### SUPPLIED INFORMATION
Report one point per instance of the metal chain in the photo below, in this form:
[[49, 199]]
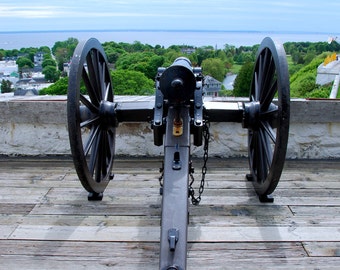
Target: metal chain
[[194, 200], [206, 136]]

--

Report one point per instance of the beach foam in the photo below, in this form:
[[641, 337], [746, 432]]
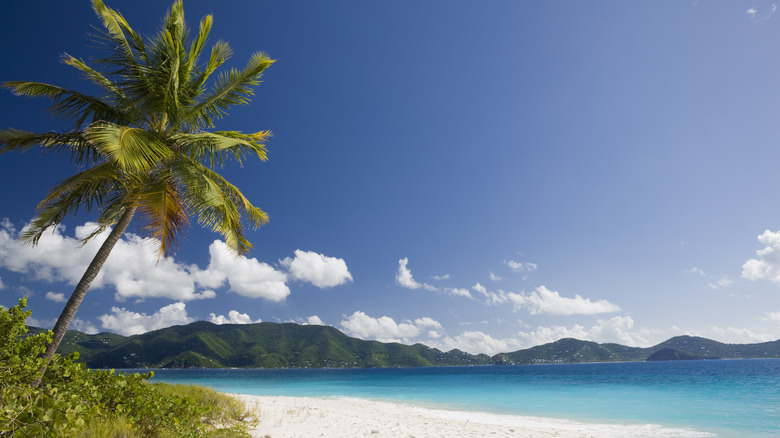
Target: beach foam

### OBJECTIVE
Print the listing from the line that contains "Report one point per instance of the metal" up to and including the line that contains "[[194, 200], [206, 136]]", leaving out the pictures.

### ANSWER FOR THIS EXERCISE
Report one point per instance of the metal chain in the photo below, in this form:
[[49, 199]]
Target: metal chain
[[194, 200], [206, 136]]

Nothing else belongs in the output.